Given exercise: Starting from the line containing "Please mark every instance of the podium", write out every remaining line exactly, the last one included.
>> BEGIN
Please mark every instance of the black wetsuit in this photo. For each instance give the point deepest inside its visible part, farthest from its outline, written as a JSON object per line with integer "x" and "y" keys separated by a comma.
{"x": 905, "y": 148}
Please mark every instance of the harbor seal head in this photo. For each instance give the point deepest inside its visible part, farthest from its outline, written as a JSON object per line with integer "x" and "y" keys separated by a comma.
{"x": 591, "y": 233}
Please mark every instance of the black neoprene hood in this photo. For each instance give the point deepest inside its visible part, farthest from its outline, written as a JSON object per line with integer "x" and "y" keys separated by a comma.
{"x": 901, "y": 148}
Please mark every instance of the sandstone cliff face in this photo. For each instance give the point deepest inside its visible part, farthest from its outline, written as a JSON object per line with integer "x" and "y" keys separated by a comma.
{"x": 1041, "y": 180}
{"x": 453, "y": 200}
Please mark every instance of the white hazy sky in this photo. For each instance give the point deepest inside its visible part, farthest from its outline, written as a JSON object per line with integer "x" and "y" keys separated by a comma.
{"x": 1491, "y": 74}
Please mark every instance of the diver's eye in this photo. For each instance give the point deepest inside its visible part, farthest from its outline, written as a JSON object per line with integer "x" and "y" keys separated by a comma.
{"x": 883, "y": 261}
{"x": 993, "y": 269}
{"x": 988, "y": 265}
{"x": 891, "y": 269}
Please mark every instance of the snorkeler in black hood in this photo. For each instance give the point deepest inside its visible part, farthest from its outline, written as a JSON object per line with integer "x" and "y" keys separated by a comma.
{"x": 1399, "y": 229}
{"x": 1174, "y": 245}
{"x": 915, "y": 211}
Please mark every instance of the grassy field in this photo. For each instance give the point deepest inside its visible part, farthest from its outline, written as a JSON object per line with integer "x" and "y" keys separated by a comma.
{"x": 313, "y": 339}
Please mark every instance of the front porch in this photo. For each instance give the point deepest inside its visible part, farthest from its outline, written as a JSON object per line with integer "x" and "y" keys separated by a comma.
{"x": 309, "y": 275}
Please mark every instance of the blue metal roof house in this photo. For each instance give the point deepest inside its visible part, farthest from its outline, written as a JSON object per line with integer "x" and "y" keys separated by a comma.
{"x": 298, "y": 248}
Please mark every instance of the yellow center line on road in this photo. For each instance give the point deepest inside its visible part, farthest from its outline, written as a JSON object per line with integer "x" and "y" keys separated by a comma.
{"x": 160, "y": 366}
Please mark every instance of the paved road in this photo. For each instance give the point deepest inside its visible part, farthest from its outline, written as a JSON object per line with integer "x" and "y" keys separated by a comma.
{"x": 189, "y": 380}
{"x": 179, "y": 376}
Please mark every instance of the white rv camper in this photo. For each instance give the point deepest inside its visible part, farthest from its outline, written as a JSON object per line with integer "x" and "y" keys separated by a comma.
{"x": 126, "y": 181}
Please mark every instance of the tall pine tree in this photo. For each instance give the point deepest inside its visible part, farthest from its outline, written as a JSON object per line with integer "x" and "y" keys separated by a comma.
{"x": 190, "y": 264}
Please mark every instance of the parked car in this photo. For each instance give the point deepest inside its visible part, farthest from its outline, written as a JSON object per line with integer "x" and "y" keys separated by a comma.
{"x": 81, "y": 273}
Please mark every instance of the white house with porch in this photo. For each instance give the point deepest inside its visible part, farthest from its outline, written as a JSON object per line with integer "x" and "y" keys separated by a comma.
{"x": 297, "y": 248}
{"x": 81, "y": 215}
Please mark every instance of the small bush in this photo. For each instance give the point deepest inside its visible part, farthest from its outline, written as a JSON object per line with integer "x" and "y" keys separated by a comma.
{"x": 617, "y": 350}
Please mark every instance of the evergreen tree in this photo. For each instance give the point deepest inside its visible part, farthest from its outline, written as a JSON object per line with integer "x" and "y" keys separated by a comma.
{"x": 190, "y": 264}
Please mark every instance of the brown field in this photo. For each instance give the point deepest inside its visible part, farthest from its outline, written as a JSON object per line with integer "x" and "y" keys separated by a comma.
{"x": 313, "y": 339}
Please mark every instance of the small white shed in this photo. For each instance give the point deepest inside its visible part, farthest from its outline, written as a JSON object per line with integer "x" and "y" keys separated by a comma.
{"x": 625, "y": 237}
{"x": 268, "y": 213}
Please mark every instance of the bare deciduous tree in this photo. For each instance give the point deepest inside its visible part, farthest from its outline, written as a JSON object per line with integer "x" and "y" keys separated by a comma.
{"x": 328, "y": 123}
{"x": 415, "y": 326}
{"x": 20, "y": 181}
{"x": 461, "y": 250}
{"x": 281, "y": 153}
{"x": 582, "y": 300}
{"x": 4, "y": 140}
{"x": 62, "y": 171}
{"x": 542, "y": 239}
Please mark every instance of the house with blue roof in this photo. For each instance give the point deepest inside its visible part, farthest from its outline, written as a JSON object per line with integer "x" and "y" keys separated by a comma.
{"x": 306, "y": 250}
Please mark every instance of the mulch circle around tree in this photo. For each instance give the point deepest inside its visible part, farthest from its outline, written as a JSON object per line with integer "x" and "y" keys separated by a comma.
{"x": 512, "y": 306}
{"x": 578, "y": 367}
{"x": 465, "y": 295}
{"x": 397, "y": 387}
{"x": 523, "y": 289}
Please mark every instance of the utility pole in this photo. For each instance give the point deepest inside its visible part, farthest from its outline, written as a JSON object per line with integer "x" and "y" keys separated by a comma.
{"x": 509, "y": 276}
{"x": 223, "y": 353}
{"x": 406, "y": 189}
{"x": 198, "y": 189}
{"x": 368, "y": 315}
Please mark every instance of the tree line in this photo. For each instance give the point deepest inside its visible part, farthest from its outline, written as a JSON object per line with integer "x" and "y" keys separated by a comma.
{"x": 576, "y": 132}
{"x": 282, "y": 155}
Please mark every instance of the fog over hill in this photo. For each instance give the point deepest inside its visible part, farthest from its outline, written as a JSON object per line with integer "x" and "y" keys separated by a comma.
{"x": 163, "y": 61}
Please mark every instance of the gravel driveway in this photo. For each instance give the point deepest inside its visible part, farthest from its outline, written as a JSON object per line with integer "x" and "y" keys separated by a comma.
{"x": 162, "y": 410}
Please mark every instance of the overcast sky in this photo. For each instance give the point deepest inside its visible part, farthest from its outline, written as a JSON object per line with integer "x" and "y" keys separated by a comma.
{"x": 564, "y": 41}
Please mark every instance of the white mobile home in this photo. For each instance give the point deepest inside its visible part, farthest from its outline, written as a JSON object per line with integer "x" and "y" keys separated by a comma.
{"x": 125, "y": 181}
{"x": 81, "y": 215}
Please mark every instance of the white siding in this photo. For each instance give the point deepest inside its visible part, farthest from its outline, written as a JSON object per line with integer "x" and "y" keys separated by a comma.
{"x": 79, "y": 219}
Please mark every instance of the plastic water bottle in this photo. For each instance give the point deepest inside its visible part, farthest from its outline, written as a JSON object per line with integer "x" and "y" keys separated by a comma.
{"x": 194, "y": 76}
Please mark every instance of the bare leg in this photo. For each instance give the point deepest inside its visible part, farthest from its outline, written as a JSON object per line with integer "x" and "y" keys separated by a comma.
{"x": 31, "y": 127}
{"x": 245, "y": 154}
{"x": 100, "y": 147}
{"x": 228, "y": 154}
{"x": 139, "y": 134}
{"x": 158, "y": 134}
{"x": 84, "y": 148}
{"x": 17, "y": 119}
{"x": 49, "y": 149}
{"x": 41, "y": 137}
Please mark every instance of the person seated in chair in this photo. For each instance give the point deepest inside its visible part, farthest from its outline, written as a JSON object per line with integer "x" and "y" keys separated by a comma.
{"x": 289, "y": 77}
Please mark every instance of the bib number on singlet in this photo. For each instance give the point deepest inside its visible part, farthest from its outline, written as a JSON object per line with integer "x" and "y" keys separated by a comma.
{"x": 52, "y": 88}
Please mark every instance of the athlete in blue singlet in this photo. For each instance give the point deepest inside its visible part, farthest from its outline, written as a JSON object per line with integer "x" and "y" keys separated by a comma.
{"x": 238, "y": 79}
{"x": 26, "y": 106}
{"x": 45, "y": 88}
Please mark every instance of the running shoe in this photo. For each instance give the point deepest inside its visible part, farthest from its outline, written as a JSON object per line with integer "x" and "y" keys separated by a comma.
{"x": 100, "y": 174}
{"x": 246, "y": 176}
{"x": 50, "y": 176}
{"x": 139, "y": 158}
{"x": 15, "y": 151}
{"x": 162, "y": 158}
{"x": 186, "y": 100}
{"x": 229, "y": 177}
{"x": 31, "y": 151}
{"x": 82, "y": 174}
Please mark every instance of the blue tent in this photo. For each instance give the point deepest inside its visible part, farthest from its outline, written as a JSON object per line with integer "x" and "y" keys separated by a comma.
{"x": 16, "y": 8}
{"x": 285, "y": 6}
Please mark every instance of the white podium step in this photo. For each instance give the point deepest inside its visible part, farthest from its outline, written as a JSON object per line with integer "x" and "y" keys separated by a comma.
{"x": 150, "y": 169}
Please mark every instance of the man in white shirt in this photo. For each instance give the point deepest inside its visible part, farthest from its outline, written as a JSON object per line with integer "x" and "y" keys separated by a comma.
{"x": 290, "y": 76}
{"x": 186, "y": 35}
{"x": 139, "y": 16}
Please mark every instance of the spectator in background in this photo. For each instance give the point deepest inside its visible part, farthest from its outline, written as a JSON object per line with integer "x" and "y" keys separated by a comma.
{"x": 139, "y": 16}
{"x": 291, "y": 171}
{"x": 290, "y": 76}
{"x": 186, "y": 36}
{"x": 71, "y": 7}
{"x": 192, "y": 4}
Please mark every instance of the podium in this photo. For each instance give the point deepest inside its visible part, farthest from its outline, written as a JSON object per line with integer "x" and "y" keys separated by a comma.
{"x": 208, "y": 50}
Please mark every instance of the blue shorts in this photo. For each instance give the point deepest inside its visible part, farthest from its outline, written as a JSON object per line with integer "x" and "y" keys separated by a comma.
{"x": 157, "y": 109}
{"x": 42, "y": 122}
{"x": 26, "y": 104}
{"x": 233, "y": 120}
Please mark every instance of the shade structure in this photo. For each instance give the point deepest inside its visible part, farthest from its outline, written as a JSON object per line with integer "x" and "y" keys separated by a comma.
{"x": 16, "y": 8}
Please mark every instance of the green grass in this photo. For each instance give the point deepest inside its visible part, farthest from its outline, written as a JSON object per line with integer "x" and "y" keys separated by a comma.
>> END
Output for this task:
Please mark every instance of the podium in this photo. For each instance give the point deepest inside its visible part, farthest from its outline, written as a JSON object per line with integer "x" and "y" keys separated by a comma.
{"x": 208, "y": 50}
Please mark every instance of the blue shorts in this photo. For each instance give the point deepest inside its visible part, farthest from its outline, written as a JSON object per line with integer "x" and "y" keys separated by a comma.
{"x": 157, "y": 109}
{"x": 42, "y": 122}
{"x": 26, "y": 104}
{"x": 233, "y": 120}
Please mark every instance of the shade structure in this photo. For each instance give the point deepest inside its visible part, farthest from its outline, written as a JSON object per line with integer "x" and "y" keys separated by a comma.
{"x": 16, "y": 8}
Please mark every instance of the green grass in this photo. For each instance give the point deepest inside its visible part, farthest from its outline, written as a JSON object per line with integer "x" and "y" keys separated by a comma.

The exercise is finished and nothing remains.